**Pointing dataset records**

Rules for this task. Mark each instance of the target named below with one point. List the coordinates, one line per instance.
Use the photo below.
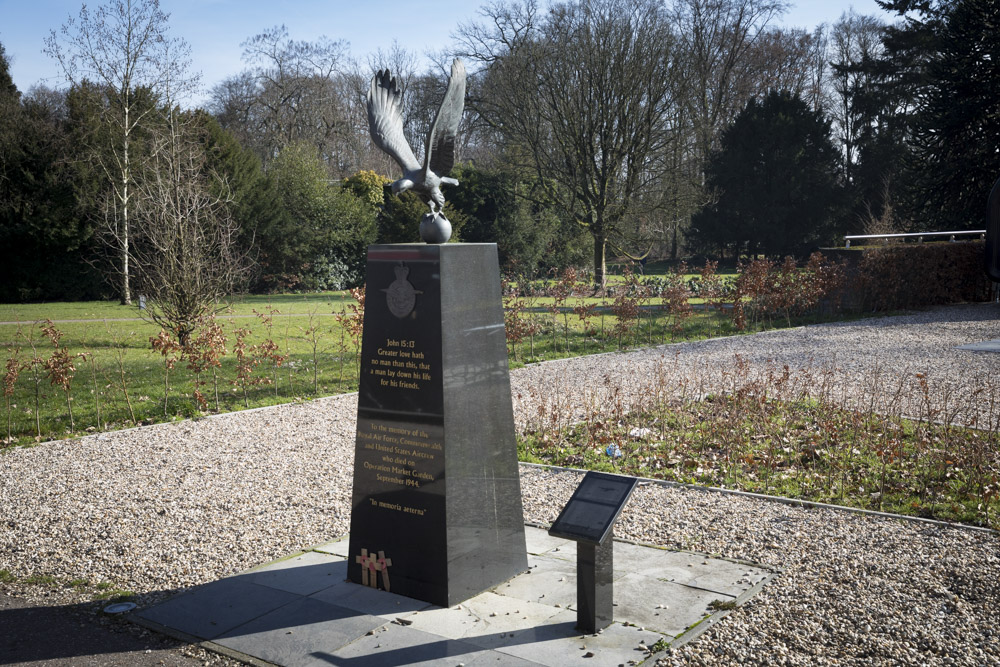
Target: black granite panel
(485, 519)
(436, 486)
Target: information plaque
(592, 510)
(589, 519)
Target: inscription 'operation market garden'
(398, 364)
(399, 453)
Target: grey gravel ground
(165, 507)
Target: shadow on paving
(77, 635)
(302, 611)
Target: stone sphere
(435, 228)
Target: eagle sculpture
(385, 121)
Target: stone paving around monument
(302, 610)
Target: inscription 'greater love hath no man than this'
(398, 364)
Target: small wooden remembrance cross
(364, 560)
(383, 566)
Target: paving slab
(549, 580)
(293, 634)
(303, 574)
(301, 610)
(338, 547)
(398, 645)
(666, 607)
(374, 602)
(985, 346)
(212, 609)
(538, 541)
(689, 569)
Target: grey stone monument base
(436, 507)
(300, 611)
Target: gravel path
(165, 507)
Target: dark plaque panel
(593, 507)
(436, 508)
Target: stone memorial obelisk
(436, 508)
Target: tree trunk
(600, 265)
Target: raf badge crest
(400, 296)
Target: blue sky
(215, 28)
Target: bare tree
(717, 38)
(293, 91)
(122, 48)
(854, 39)
(186, 239)
(791, 60)
(580, 98)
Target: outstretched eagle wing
(385, 120)
(440, 154)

**To be done**
Scale the lines from the one with "Target: gravel path" through the last line, inclusive. Rewrite each line, requests included, with every coordinate in the answers multiplied by 1.8 and rounded to a whole number, halves going up.

**Solution for this task**
Target: gravel path
(297, 913)
Target: dark plaque panel
(1067, 913)
(785, 914)
Target: stone memorial obelisk
(785, 914)
Target: tree trunk
(1080, 477)
Target: raf badge crest
(720, 533)
Target: blue sky
(387, 50)
Target: bare tree
(1291, 68)
(527, 164)
(220, 86)
(1537, 70)
(335, 430)
(1424, 108)
(1044, 176)
Target: outstretched eagle wing
(693, 216)
(792, 277)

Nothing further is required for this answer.